• AIM OF THE EXERCISE: Go to the line containing "Put a dot on the stone ledge, one" below; retype it and all following lines exactly, and leave out the pictures.

◆ ◆ ◆ ◆

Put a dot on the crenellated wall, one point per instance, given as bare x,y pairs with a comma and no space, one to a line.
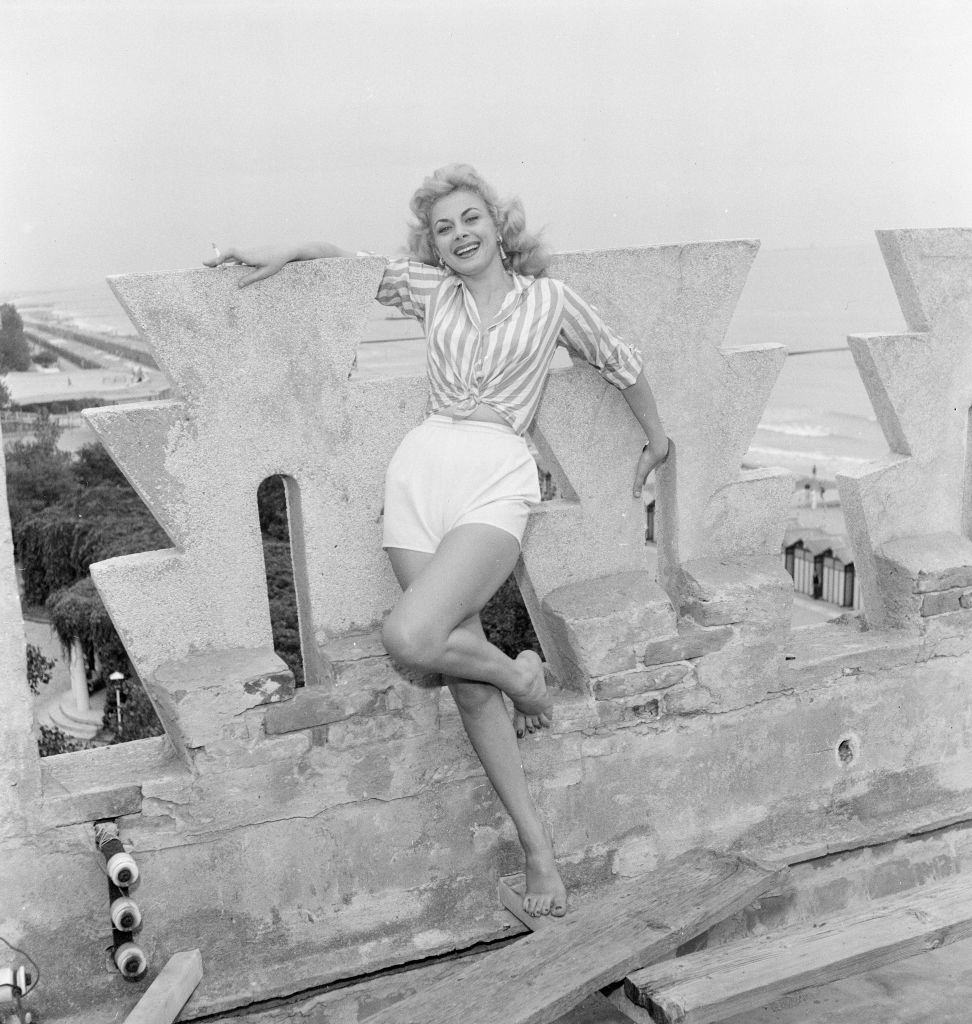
299,837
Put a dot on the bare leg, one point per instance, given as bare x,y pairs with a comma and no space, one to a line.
445,589
487,723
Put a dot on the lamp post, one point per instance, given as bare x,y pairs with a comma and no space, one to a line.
118,678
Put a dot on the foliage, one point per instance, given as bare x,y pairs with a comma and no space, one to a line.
93,466
271,505
38,474
138,716
283,598
77,611
52,740
506,622
38,668
14,351
44,357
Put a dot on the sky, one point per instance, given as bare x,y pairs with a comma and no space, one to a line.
134,133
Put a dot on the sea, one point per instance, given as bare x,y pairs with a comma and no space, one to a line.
818,418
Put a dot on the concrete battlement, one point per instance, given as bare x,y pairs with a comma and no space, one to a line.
302,837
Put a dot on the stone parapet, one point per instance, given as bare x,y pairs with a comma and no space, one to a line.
910,514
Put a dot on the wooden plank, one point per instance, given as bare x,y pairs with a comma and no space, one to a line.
714,984
510,891
169,992
544,975
596,1009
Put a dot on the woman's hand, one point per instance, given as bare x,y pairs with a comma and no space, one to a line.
266,261
652,455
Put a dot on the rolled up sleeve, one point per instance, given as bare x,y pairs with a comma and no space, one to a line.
407,285
583,332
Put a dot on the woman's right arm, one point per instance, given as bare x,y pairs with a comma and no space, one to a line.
268,261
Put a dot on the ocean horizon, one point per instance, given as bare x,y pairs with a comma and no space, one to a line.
818,415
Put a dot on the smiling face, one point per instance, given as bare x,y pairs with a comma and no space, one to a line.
463,232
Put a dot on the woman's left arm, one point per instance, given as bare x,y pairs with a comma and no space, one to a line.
587,334
641,402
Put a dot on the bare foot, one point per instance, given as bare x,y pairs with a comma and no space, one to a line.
532,705
545,893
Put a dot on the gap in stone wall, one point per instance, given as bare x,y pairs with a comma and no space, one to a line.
276,497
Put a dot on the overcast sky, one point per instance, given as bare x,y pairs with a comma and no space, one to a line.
134,132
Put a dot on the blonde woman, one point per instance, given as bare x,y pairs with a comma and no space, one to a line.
459,488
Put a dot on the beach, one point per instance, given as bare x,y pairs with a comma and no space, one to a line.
807,300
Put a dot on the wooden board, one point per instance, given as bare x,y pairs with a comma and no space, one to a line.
714,984
510,892
544,975
165,997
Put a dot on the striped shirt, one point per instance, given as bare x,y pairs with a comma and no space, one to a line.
502,365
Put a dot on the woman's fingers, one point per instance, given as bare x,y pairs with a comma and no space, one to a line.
259,274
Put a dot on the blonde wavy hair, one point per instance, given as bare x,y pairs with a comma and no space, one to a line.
524,252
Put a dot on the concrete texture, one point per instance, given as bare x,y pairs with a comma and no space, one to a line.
262,374
674,304
920,385
18,763
300,839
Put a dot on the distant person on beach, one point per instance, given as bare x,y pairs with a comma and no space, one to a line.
459,488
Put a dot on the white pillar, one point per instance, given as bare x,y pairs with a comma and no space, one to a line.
79,678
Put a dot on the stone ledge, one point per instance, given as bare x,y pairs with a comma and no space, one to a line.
600,626
75,808
935,561
201,697
722,592
844,649
624,684
102,782
938,602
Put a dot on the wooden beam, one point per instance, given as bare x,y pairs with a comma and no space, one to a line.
544,975
168,993
714,984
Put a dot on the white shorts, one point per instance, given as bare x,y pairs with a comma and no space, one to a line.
449,473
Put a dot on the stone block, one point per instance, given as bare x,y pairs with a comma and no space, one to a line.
624,684
720,592
938,602
686,700
601,626
19,761
915,501
73,808
692,641
201,698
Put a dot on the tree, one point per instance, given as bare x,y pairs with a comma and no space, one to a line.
14,351
38,669
38,475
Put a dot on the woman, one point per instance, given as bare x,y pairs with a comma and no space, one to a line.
459,487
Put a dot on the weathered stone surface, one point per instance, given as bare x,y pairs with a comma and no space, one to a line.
94,805
262,373
920,385
692,641
623,684
601,626
721,592
344,848
941,601
201,697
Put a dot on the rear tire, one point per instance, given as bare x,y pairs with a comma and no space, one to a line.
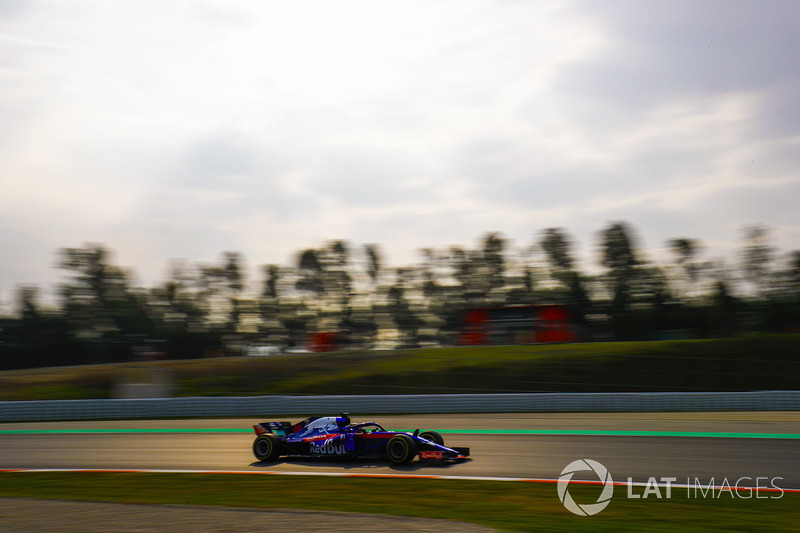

◆ ◆ ◆ ◆

• EXERCISE SOLUTION:
Put a dot on the stone ledge, one point per instance, given as bare x,y pairs with a comma and no space, one to a line.
600,626
75,808
935,561
201,697
722,592
844,649
624,684
102,782
938,602
Put a dot on the wooden beam, one point per instance, given as bare x,y pairs with a comma and no space, one to a line.
544,975
168,993
714,984
Put a dot on the white shorts, one point per instance, given as bare x,y pairs with a comma and no space, one to a line.
449,473
Put a dot on the stone block, one point per instance, given as bare x,y pairs with a comma and no space, one to a line.
624,684
720,592
938,602
686,700
601,626
19,761
915,501
73,808
692,641
201,698
Put a dot on the tree, one point per instance, given as bare x,y pairs with a comma and no space, one to a line.
14,351
38,669
38,475
Put a dot on the woman, one point per instance, given as bare x,y pairs with a comma and no space, one to a line.
459,487
Put a dot on the weathered stone surface, one point per instance, given as bare x,y pairs with a comma and no space, one to a line.
94,805
262,373
920,385
692,641
623,684
601,626
721,592
344,848
941,601
201,697
Put a dot on the rear tire, one point per instance, given as bare x,y pairs with a comma and no space, one to a line.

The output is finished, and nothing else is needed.